:: Excerpted records ::

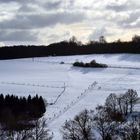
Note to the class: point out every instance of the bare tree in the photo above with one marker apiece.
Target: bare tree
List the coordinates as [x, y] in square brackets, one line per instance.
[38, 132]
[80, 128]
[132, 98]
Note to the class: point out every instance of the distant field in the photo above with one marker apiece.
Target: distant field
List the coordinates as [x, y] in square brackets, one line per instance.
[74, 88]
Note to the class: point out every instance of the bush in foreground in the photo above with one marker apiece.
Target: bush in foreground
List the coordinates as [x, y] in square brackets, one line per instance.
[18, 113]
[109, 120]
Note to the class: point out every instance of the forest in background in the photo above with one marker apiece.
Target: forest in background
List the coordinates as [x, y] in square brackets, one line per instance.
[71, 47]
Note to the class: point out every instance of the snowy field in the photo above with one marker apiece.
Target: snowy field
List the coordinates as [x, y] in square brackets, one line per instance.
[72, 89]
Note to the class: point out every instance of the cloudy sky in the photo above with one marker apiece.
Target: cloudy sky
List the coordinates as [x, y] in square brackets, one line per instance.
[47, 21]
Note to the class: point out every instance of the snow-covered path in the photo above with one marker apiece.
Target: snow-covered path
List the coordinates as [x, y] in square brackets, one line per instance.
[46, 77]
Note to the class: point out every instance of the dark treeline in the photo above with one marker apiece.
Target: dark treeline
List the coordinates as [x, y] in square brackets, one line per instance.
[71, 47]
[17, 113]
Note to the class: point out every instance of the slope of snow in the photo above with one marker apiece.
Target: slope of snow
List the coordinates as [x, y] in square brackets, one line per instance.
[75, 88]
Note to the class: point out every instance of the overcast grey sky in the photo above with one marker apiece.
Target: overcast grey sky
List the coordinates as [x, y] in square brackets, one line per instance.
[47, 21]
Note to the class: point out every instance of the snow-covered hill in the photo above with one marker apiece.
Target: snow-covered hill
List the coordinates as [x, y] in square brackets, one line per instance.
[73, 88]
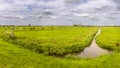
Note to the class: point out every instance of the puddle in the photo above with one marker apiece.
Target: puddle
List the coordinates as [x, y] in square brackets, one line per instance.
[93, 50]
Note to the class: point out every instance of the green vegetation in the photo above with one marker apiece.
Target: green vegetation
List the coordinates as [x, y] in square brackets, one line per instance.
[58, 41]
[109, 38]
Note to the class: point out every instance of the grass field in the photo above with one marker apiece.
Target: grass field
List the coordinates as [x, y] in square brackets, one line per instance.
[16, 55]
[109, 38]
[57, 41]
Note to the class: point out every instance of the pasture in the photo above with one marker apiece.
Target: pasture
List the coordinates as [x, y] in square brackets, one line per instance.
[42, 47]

:::
:: Excerpted records ::

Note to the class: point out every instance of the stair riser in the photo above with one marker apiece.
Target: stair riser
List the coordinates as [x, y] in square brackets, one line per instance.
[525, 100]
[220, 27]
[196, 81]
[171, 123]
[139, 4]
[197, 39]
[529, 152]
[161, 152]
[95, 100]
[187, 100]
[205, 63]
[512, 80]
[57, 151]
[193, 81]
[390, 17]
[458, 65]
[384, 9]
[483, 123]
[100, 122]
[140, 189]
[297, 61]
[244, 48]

:::

Instruction:
Find each line in the items above that contains the word "treeline", and copy those lines.

Result of the exercise:
Note to the class: point out every instance of the dark treeline in the photo above with one marker apiece.
Target: dark treeline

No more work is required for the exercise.